Start of Records to process

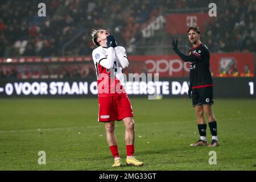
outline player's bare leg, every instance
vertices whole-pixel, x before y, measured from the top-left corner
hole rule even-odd
[[[207,146],[207,138],[206,138],[206,128],[205,119],[204,116],[204,110],[202,105],[198,105],[195,107],[196,111],[196,119],[197,121],[197,127],[200,135],[200,139],[196,143],[190,144],[192,147]]]
[[[121,159],[119,156],[118,149],[117,148],[117,137],[115,136],[115,122],[110,121],[105,123],[106,129],[106,139],[115,162],[112,167],[119,167],[121,165]]]
[[[212,142],[209,147],[213,147],[219,146],[218,138],[217,137],[217,122],[216,119],[212,109],[212,105],[203,105],[204,113],[207,114],[208,119],[209,127],[212,134]]]
[[[134,121],[133,117],[123,119],[125,126],[125,144],[126,144],[127,158],[126,164],[135,166],[142,166],[143,163],[137,160],[134,156]]]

End of Records to process

Written request => Please give the lines above as a CSV with two columns, instruction and polygons, with one row per picture holding its wording and its outlines. Put each in a single quoted field with line breaks turned into spaces, and leave out the pictures themselves.

Exercise result =>
instruction,polygons
"outline player's bare leg, every instance vertices whole-pixel, x before y, measured from the top-left corner hole rule even-odd","[[[207,146],[207,138],[206,138],[206,128],[205,119],[204,116],[204,110],[202,105],[198,105],[195,107],[196,111],[196,119],[197,121],[197,127],[200,135],[200,139],[196,143],[190,144],[192,147]]] [[[121,159],[119,156],[118,149],[117,148],[117,137],[115,136],[115,122],[110,121],[105,123],[106,129],[106,139],[115,162],[112,167],[119,167],[121,165]]] [[[212,142],[209,147],[213,147],[219,146],[218,138],[217,137],[217,122],[216,119],[212,109],[212,105],[203,105],[204,113],[207,114],[208,119],[209,127],[212,134]]] [[[134,121],[133,117],[123,119],[125,126],[125,144],[126,144],[127,158],[126,164],[135,166],[142,166],[143,163],[137,160],[134,156]]]"